*** ТЕКСТ
Студенты в основной своей части еще с шестидесятых годов состояли из провинциальной бедноты, из разночинцев, не имевших ничего общего с обывателями, и ютились в «Латинском квартале», между двумя Бронными и Палашевским переулком, где немощеные улицы были заполнены деревянной стройкой с мелкими квартирами.
Кроме того, два больших заброшенных барских дома дворян Чебышевых, с флигелями, на Козихе и на Большой Бронной почти сплошь были заняты студентами.
Первый дом назывался между своими людьми «Чебышевская крепость», или «Чебыши», а второй величали «Адом». Это — наследие нечаевских времен. Здесь в конце шестидесятых годов была штаб-квартира, где жили студенты-нечаевцы и еще раньше собирались каракозовцы, члены кружка «Ад».
В каждой комнатушке студенческих квартир «Латинского квартала» жило обыкновенно четверо. Четыре убогие кровати, они же стулья, столик да полка книг.
Одевалось студенчество кто во что, и нередко на четырех квартирантов было две пары сапог и две пары платья, что устанавливало очередь: сегодня двое идут на лекции, а двое других дома сидят; завтра они пойдут в университет.
Обедали в столовых или питались всухомятку. Вместо чая заваривали цикорий, круглая палочка которого, четверть фунта, стоила три копейки, и ее хватало на четверых дней на десять.
К началу учебного года на воротах каждого дома висели билетики — объявления о сдаче комнат внаймы. В половине августа эти билетики мало-помалу начинали исчезать.
В семидесятых годах формы у студентов еще не было, но все-таки они соблюдали моду, и студента всегда можно было узнать и по манерам, и по костюму. Большинство, из самых радикальных, были одеты по моде шестидесятых годов: обязательно длинные волосы, нахлобученная таинственно на глаза шляпа с широченными полями и иногда — верх щегольства — плед и очки, что придавало юношам ученый вид и серьезность. Так одевалось студенчество до начала восьмидесятых годов, времени реакции.
Вступив на престол, Александр III стал заводить строгие порядки. Они коснулись и университета. Новый устав 1884 года уничтожил профессорскую автономию и удвоил плату за слушание лекций, чтобы лишить бедноту высшего образования, и, кроме того, прибавился новый расход — студентам предписано было носить новую форму: мундиры, сюртуки и пальто с гербовыми пуговицами и фуражками с синими околышами.
******
*** ИСХОДНЫЕ ДАННЫЕ
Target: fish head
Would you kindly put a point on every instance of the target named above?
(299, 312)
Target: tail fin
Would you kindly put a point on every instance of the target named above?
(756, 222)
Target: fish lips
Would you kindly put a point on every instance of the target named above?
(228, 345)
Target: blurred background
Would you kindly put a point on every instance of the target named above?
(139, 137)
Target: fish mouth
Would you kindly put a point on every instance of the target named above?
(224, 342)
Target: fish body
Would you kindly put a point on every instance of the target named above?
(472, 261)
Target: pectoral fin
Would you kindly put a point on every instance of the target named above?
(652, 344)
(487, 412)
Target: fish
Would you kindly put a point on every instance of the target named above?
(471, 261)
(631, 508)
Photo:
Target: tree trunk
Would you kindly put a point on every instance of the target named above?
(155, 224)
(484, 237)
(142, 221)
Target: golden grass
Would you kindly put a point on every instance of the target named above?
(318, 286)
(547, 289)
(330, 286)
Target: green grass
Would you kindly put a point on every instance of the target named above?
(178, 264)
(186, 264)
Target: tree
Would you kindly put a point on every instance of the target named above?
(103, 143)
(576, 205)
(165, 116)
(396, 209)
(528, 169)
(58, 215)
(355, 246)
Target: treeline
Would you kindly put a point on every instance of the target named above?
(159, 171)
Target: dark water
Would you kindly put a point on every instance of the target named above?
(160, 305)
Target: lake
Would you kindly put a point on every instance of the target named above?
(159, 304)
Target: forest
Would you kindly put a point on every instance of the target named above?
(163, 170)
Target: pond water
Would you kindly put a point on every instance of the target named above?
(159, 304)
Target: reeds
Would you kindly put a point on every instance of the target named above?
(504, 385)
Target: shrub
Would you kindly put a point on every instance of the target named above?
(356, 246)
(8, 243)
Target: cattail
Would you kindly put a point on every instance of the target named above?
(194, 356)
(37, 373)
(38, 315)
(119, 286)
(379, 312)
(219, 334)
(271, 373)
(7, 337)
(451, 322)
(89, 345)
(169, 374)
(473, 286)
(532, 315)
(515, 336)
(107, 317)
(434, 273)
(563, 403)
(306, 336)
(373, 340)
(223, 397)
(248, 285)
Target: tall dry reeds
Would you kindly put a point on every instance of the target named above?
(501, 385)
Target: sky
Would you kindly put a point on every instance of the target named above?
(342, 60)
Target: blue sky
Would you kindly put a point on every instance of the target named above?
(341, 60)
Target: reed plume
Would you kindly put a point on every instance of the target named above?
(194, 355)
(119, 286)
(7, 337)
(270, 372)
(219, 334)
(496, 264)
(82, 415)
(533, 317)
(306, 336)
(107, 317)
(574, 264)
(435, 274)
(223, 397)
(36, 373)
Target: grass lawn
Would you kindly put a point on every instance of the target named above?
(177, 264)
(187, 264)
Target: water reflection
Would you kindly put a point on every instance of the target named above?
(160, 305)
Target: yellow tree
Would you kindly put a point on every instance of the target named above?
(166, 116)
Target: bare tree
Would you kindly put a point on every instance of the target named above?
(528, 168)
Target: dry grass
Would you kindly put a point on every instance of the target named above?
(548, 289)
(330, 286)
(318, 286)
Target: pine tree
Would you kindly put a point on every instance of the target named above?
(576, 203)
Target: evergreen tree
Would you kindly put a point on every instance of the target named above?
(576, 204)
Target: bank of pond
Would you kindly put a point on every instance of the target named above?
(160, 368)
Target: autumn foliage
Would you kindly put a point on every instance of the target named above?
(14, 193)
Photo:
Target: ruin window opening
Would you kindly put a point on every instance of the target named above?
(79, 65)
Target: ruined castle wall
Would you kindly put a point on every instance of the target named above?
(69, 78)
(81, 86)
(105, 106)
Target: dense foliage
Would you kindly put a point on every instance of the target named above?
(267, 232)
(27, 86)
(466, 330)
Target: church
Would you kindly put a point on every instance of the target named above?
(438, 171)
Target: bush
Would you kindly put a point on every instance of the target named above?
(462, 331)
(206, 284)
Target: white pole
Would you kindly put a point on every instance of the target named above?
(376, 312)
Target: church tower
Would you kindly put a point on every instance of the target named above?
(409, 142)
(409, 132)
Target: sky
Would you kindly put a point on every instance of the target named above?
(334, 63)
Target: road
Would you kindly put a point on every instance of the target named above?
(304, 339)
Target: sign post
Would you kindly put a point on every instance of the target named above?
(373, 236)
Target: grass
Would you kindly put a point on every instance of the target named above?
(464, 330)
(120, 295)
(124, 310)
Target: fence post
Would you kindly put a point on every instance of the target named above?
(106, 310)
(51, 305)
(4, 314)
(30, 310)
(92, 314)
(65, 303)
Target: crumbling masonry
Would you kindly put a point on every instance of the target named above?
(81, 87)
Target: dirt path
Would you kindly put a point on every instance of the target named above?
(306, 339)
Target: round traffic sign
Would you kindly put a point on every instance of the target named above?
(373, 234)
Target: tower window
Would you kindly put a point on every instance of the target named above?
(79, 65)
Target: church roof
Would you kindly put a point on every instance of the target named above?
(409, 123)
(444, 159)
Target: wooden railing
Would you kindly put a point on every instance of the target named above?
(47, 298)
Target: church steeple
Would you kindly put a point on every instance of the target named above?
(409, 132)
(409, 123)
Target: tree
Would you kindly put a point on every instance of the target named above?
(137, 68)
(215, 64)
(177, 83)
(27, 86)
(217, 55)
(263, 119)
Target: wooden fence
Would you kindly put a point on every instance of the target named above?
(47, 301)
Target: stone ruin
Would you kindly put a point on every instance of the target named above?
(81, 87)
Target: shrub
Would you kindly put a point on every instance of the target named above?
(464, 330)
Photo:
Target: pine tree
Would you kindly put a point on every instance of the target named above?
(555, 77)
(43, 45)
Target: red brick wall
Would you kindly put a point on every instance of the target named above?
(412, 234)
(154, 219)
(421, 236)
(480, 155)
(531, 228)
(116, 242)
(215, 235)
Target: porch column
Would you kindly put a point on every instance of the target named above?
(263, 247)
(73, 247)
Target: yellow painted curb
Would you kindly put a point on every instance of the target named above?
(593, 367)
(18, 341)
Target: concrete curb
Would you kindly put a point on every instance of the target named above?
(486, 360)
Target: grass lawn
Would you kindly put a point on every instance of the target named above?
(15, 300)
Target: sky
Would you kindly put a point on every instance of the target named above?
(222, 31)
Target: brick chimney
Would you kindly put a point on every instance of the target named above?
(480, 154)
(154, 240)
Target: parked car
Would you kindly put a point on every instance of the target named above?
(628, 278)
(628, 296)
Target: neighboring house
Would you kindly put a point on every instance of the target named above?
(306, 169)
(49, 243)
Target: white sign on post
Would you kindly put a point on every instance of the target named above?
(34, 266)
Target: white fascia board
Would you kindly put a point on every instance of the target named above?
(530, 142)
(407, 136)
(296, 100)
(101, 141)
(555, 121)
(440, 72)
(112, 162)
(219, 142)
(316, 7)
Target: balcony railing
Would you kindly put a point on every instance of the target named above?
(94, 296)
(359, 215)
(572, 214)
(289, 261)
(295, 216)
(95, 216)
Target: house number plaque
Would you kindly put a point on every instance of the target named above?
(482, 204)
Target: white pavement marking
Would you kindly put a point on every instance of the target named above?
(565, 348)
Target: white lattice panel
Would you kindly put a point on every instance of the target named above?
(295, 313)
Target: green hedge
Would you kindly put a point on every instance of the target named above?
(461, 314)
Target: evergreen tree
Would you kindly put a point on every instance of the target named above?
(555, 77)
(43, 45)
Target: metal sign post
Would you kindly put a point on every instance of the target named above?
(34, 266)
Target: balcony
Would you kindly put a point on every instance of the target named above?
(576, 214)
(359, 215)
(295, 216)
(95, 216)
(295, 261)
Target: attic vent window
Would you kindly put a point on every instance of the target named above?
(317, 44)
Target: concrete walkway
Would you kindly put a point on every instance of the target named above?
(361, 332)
******
- [ЗАДАНИЯ]:
1. Ответьте по тексту о студентах на вопросы:
(a) Сколько человек обычно жило в одной комнатушке студенческой квартиры?
(b) Сколько стоила палочка цикория весом в четверть фунта?
(c) В каком году появился новый устав, уничтоживший профессорскую автономию?
2. Объясните по тексту о студентах, почему жильцы одной комнаты ходили на лекции по очереди.
3. Продолжите текст о студентах после его последнего предложения.
Данные — отдельный материал, к тексту они не относятся.

- [ОТВЕТЫ]:
1.
(a) Четверо.
(b) Три копейки.
(c) В 1884 году.

2. На четырех квартирантов нередко приходилось только две пары сапог и две пары платья. Поэтому сегодня на лекции шли двое, а двое других сидели дома, а на следующий день в университет шли они.

3.
Устав окончательно скрутил студенчество. Пошли петиции, были сходки, но все это не выходило из университетских стен. «Московские ведомости», правительственная газета, поддерживавшая реакцию, обрушились на студентов рядом статей в защиту нового устава, и первый выход студентов на улицу был вызван этой газетой.
Большая Дмитровка, начинаясь у Охотного ряда, оканчивается на той части Страстного бульвара, которая называется Нарышкинским сквером.
Третий дом на этой улице, не попавший в руки купечества, заканчивает правую сторону Большой Дмитровки, выходя и на бульвар. В конце XVIII века дом этот выстроил ротмистр Талызин, а в 1818 году его вдова продала дом Московскому университету. Ровно сто лет, с 1818 по 1918 год, в нем помещалась университетская типография, где сто лет печатались «Московские ведомости».
Дом, занятый типографией, надо полагать, никогда не ремонтировался и даже снаружи не красился. На вид это был неизменно самый грязный дом в столице, с облупленной штукатуркой, облезлый, с никогда не мывшимися окнами, закоптелыми изнутри. Огромная типография освещалась керосиновыми коптилками, отчего потолки и стены были черны, а приходившие на ночную смену наборщики, даже если были блондины, ходили брюнетами от летевшей из коптилок сажи. Типография выходила окнами на Дмитровку, а особняк, где были редакция и квартира редактора, — на сквер.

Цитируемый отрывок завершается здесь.